▶ [Problem requirements]
Please print every record below exactly as it appears.

▶ [The input]
━━━━━━━━━━
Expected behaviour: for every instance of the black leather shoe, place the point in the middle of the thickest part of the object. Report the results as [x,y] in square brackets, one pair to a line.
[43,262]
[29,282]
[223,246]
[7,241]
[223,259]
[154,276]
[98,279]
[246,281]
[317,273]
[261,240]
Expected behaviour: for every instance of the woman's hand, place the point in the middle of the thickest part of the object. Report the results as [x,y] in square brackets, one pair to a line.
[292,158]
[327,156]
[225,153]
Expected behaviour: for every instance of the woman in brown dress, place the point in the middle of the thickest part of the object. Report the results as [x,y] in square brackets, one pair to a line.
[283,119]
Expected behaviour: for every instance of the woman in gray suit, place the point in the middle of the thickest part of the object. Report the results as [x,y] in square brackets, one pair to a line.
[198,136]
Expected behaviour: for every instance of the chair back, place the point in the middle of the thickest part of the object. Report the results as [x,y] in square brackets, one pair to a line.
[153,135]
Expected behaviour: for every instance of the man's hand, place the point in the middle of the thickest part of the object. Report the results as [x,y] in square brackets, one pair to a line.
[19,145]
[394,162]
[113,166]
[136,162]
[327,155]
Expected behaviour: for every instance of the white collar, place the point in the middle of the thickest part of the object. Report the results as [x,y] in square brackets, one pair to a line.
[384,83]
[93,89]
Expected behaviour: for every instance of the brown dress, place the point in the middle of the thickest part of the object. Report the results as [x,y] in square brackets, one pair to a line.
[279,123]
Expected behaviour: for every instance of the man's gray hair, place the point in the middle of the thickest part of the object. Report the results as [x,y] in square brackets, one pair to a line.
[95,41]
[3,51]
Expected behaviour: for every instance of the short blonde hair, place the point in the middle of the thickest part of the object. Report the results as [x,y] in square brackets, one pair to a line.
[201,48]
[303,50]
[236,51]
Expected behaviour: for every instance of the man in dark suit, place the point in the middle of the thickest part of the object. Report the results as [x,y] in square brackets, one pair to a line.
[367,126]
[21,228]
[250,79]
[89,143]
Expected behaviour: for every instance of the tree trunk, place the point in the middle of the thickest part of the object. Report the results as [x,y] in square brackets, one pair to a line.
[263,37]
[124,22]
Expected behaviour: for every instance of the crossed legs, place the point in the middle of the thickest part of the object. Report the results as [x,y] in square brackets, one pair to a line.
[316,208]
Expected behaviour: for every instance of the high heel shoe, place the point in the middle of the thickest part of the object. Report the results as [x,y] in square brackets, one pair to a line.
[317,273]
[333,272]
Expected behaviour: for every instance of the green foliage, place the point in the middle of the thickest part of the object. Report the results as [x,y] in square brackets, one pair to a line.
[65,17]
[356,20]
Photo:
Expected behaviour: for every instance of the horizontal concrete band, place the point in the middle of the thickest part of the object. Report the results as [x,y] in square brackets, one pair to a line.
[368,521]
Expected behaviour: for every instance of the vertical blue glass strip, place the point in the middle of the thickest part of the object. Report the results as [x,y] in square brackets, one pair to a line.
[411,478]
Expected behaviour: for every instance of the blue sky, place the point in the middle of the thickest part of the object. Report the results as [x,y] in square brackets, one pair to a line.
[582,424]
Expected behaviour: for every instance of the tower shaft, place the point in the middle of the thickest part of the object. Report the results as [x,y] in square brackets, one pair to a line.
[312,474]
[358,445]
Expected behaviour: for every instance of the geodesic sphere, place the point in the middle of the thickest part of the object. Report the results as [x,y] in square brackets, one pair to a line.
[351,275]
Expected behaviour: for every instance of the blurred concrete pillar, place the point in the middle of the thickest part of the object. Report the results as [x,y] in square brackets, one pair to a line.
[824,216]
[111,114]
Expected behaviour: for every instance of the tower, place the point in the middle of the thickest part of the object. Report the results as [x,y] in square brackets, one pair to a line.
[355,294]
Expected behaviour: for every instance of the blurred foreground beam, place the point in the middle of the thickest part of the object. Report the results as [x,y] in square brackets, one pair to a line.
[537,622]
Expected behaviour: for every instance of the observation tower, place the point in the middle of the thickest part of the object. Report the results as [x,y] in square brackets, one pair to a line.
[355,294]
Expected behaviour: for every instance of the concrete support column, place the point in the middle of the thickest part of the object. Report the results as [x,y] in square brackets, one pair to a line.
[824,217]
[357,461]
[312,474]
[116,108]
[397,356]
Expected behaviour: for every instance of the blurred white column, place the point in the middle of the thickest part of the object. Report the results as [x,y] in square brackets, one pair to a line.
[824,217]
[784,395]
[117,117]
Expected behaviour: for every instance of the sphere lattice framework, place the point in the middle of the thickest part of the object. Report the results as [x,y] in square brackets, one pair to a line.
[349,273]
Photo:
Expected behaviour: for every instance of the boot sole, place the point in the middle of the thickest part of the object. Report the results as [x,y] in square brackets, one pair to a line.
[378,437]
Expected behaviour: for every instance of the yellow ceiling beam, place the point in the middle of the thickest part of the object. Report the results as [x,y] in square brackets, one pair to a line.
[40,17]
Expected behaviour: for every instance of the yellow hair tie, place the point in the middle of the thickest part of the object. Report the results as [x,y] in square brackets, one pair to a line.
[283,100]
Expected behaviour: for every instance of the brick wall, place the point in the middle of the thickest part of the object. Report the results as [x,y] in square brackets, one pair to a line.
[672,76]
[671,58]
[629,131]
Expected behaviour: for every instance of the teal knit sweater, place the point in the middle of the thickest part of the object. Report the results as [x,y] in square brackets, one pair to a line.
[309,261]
━━━━━━━━━━
▶ [Exercise answer]
Expected behaviour: for every instance of the black leather shoe, place the point in the middle of the thickest part of the object. Report the results as [x,y] in square brackets, one pair to a line.
[43,262]
[29,282]
[223,246]
[7,241]
[223,259]
[154,276]
[98,279]
[246,281]
[317,273]
[261,240]
Expected behaviour: for every instance of the woman's hand, place the point in the middle of the thickest part of the object. Report the results as [x,y] in square brackets, one pair to a line.
[292,158]
[327,156]
[225,153]
Expected behaviour: for every instance of the woman in brown dress, place the point in the middle of the thickest part of the object. Report the results as [x,y] in square brackets, one pair to a line.
[283,119]
Expected behaviour: for every instance of the woman in gray suit, place the point in the middle of the thickest part of the object. Report the results as [x,y] in square brackets, one pair to a line.
[198,136]
Expected behaviour: for every instance of the chair back, place the point in the middle of the thickest part of the object. Report the results as [x,y] in square brackets, one pair to a line.
[153,135]
Expected behaviour: for every instance of the man's hand, place the point in the middle of the thickest part of the object. Report the results as [x,y] in square brackets, one pair to a line.
[19,145]
[394,162]
[113,166]
[136,162]
[327,155]
Expected behaviour: for every instance of the white collar, place the point in the middle of the thickest part of the object. Report the results as [x,y] in square brackets, one pair to a line.
[384,83]
[93,89]
Expected behaviour: for every instance of the brown dress, place the point in the middle of the thickest part of the object. Report the results as [x,y] in square brackets, one pair to a line.
[279,123]
Expected behaviour: for every instance of the man's gray hair, place the point in the middle of the thickest part of the object. Report the results as [x,y] in square brackets, one pair to a line.
[95,41]
[3,51]
Expected behaviour: for every instance of the short blonde hair, place the point in the middle of the thickest part of the object. Report the results as [x,y] in square brackets, one pair to a line.
[201,48]
[303,50]
[236,51]
Expected behaviour: for every instance of the man in dark suit, place the point in the middle of the thickest part of the object. Report the results as [x,y] in square brackets, one pair to a line.
[367,126]
[21,228]
[250,79]
[89,143]
Expected behaviour: for every instance of the tree trunk, place the point in the middle of the thickest part of the object. Report the results as [x,y] in square brackets, one pair to a line.
[263,37]
[124,22]
Expected behaviour: for every instance of the crossed legs, place the point in the middle of the thickest part of the object. Report the results as [x,y] in square brackets, one pair to a line.
[316,208]
Expected behaviour: for every instance of the high heel shoe, place the point in the middle of the thickest part of the object. Report the results as [x,y] in square brackets, one pair to a line.
[317,273]
[333,272]
Expected behaviour: for every instance of the green foliage, place the point in the middle of the thickest part of the object. Report the results as [x,y] in square brackets, one pair to a line.
[65,17]
[356,20]
Photo:
Expected behaviour: for every instance of the horizontal concrete band, place the point in the middle of the thickest part of the object. Report the results as [x,y] in square brackets, one pair to a line.
[368,521]
Expected behaviour: for every instance of the vertical blue glass strip, place the point in the middle of the thickest part of the object. Report the results as [x,y] in square brackets, one pair to a line.
[411,478]
Expected behaviour: for every instance of the blue sky, place the point in the middle of the thickest part of the object. Report the results as [x,y] in square brackets, one pair to a line.
[582,424]
Expected behaviour: for every instance of the tower shaft, place the point in the middle of the thickest part of the object. Report the results as [x,y] in square brackets, one pair to a line.
[312,474]
[358,445]
Expected behaviour: for every instance of the geodesic sphere, place the point in the middle of the thickest part of the object. Report the results as [x,y] in square brackets, one pair to a line.
[351,275]
Expected behaviour: for every instance of the blurred concrete pillar, place the point in the middle of the thickest part of the object. Report the results as [x,y] in square brackets, one pair to a line.
[824,216]
[111,114]
Expected behaviour: for every instance of the tower, place the point in the middle of the thickest part of the object. Report the results as [x,y] in square brackets, one pair to a line.
[355,294]
Expected behaviour: for every instance of the blurred foreground beam, place the point in the middle of the thickest part of the object. Report the results as [x,y] in square brackets, one pair to a line.
[537,622]
Expected behaviour: for every instance of the observation tower, place the point in the middle of the thickest part of the object. Report the results as [x,y] in square brackets, one pair to a line.
[355,294]
Expected behaviour: for every instance of the concrete support column, place the point in the middle of the thickest part of the object. Report the results as [x,y] in square brackets, one pair to a line.
[824,217]
[357,461]
[312,474]
[116,108]
[397,356]
Expected behaviour: for every instance of the blurred white column, place the point in the middle of the thickest part of the object. Report the results as [x,y] in square brackets, one pair to a line.
[824,217]
[784,395]
[117,117]
Expected behaviour: for every instance of the sphere lattice framework, place the point in the middle of the thickest part of the object. Report the results as [x,y] in square brackets, one pair to a line.
[349,273]
Photo:
Expected behaviour: for every instance of the boot sole, place the point in the middle of the thickest part of the object. Report the results as [x,y] in square brackets, one pair to a line.
[378,437]
Expected behaviour: for every instance of the yellow ceiling beam, place the point in the middle of the thickest part of the object. Report the results as [x,y] in square brackets, one pair to a line.
[40,17]
Expected behaviour: for every instance of the yellow hair tie, place the point in the middle of the thickest part of the object. Report the results as [x,y] in square brackets, one pair to a line.
[283,100]
Expected behaviour: for every instance of the brick wall, place the point in the middle of the thickest part of the object. Report the results as [x,y] in square brackets, one pair to a line.
[672,76]
[671,58]
[629,131]
Expected behaviour: for every instance of the teal knit sweater, place the point in the middle of the thickest part of the object. Report the results as [x,y] in square brackets, one pair to a line.
[309,261]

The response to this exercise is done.